§ TASK ITEM
Say how many lines below hold the word "white"; give the number by itself.

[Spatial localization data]
================

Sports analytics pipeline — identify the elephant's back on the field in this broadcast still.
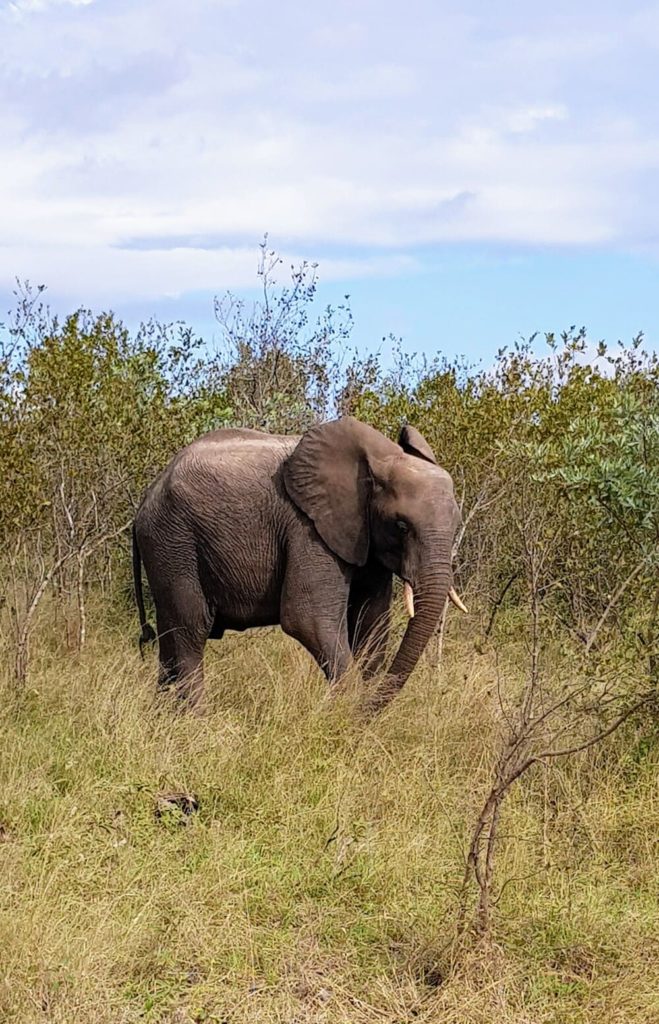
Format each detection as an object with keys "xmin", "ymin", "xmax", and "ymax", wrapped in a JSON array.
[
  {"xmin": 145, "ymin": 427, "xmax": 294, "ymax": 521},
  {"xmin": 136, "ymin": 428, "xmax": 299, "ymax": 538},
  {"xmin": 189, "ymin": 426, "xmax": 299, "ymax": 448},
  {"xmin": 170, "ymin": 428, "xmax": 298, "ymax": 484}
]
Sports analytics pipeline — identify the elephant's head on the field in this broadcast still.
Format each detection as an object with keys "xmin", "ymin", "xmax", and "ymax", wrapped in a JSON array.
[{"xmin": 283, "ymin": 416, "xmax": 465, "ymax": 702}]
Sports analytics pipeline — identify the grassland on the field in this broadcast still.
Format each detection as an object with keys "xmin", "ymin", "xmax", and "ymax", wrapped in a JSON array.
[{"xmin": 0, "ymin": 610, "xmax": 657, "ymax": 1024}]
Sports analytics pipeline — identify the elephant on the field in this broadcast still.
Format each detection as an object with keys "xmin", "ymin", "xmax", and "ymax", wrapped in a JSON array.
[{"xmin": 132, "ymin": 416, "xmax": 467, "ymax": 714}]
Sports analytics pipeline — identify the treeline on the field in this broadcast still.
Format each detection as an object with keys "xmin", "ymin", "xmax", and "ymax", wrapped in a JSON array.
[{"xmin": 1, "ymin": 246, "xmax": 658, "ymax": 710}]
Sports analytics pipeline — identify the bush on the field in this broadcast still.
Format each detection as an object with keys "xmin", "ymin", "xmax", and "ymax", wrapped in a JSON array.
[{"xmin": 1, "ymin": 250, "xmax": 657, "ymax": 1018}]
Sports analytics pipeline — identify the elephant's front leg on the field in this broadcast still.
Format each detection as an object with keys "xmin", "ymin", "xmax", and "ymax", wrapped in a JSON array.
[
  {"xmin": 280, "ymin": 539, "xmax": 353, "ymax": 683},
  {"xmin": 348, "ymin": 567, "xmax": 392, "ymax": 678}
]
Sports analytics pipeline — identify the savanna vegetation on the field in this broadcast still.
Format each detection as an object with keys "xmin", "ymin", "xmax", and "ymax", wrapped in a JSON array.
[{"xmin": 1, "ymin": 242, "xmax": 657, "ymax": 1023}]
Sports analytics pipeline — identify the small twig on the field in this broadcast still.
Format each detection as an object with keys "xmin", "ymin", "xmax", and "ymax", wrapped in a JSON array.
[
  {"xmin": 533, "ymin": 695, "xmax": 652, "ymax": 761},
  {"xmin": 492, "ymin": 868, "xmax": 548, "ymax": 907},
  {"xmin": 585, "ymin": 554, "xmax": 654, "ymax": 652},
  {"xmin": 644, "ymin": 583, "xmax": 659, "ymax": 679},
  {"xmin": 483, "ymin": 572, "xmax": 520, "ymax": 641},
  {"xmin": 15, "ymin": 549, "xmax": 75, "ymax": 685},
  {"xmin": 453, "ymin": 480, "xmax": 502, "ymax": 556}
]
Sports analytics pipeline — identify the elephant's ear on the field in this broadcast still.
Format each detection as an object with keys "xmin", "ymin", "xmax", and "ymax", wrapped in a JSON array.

================

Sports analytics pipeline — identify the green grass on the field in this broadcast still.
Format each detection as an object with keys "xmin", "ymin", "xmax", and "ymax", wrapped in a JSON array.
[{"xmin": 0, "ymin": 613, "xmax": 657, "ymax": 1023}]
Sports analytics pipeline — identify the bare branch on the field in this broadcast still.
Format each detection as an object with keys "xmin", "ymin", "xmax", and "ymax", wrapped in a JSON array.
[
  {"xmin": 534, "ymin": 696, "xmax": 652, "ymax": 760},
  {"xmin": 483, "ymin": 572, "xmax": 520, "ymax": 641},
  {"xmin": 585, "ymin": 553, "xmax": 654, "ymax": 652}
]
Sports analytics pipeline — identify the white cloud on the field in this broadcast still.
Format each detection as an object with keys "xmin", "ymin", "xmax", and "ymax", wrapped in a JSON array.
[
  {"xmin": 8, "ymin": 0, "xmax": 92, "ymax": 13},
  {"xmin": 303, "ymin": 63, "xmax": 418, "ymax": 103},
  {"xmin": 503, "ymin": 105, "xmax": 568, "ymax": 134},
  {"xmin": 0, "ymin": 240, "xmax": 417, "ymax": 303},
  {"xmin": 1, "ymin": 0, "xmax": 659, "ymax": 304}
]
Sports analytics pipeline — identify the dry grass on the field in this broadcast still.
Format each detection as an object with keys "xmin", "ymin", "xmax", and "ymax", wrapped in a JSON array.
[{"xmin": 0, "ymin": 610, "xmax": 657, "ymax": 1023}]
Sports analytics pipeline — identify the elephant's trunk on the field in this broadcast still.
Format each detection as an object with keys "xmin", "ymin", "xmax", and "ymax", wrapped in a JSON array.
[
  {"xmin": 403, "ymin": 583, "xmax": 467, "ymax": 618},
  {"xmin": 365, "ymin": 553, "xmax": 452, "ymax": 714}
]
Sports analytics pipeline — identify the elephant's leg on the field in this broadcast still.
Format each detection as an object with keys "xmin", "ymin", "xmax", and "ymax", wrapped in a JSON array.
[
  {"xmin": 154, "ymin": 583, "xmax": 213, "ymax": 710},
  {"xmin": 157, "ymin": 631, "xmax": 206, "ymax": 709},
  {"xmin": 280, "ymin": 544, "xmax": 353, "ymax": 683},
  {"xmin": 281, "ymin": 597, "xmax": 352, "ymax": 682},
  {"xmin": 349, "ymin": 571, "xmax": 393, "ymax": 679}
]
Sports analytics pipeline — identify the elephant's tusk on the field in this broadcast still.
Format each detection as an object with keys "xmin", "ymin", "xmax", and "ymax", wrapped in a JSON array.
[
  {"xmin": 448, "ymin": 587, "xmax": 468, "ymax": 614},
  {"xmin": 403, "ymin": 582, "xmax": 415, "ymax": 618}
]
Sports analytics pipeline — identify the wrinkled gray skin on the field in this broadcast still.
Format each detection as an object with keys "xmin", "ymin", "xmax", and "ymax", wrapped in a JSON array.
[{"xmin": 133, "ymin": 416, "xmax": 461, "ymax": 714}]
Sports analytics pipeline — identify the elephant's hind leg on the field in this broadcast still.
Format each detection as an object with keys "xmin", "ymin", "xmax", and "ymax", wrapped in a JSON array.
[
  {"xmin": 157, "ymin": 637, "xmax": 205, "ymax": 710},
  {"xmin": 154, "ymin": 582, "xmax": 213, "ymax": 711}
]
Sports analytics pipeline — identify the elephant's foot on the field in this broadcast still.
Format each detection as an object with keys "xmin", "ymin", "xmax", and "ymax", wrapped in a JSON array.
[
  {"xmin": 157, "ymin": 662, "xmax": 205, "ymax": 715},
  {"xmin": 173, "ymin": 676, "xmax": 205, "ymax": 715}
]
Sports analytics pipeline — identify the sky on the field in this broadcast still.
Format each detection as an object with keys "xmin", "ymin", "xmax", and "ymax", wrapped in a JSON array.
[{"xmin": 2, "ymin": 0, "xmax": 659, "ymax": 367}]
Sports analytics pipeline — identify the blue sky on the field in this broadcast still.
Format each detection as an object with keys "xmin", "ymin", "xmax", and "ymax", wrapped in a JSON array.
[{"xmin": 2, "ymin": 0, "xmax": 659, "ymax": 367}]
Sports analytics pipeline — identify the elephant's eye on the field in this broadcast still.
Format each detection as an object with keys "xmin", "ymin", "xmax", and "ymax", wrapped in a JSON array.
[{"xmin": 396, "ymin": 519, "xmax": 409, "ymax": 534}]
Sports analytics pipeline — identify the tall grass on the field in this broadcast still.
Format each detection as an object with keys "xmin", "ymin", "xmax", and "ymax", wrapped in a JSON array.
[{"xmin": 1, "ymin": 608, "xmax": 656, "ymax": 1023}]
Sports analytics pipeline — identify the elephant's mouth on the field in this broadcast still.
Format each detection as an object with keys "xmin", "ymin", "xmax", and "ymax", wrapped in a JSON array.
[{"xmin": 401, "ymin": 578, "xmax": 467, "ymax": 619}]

================

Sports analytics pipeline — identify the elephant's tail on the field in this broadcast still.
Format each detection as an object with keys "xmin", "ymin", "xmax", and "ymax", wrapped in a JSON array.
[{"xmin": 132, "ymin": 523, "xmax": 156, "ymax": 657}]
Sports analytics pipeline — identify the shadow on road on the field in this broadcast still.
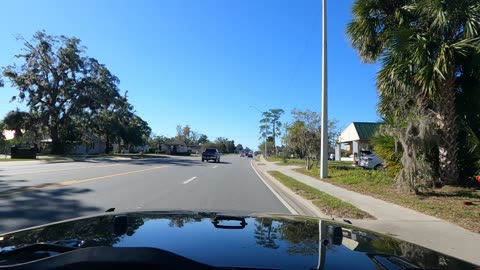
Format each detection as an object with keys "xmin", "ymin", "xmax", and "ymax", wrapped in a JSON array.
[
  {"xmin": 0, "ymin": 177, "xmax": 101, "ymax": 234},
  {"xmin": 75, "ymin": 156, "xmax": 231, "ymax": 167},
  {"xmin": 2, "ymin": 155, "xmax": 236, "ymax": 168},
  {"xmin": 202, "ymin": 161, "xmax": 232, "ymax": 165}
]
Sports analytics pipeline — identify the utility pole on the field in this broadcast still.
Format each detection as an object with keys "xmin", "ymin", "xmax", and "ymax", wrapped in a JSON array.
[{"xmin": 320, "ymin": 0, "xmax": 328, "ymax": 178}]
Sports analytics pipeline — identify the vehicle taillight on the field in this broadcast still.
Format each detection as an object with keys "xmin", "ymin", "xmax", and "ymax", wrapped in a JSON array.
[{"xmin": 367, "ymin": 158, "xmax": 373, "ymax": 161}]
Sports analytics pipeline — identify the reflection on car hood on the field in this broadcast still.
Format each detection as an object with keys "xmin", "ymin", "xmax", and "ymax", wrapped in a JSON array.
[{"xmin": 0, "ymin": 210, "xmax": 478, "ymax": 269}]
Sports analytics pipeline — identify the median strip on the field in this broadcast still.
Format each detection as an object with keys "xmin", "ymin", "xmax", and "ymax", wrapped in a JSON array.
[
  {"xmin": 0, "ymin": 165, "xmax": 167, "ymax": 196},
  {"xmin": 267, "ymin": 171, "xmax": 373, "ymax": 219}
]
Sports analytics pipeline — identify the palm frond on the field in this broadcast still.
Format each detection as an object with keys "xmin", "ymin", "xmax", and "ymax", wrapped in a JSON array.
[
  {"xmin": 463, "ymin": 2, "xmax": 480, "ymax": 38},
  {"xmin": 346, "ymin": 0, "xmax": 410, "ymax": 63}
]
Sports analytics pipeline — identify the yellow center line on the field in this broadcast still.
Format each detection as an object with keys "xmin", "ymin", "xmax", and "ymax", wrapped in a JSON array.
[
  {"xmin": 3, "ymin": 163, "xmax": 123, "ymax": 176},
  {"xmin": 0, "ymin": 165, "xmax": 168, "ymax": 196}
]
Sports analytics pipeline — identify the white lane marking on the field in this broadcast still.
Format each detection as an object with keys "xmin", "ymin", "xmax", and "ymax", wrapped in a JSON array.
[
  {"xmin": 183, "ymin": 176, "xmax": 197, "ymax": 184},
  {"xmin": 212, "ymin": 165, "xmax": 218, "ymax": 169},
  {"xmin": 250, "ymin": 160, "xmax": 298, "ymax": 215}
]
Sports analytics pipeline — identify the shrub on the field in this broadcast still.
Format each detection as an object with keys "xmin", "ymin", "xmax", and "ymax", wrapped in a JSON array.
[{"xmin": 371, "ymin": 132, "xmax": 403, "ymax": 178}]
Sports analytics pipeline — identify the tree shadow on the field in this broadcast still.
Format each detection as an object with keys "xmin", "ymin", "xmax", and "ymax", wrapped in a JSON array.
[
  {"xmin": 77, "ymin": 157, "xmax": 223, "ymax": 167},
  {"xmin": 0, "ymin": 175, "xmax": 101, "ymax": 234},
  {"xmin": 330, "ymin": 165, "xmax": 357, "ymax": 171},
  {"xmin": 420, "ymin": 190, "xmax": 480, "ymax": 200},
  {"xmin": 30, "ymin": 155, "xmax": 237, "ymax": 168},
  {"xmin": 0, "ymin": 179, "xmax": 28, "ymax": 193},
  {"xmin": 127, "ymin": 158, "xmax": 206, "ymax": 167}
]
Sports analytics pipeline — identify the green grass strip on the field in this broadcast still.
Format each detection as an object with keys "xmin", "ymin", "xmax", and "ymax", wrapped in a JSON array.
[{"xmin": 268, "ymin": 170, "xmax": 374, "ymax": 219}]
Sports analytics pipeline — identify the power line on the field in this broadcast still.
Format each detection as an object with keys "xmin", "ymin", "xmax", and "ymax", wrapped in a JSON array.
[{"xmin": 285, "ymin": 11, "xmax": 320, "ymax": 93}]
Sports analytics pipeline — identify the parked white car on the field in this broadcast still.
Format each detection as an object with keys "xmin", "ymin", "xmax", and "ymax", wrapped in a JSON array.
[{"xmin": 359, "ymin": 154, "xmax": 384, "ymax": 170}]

================

§ OUTPUT
3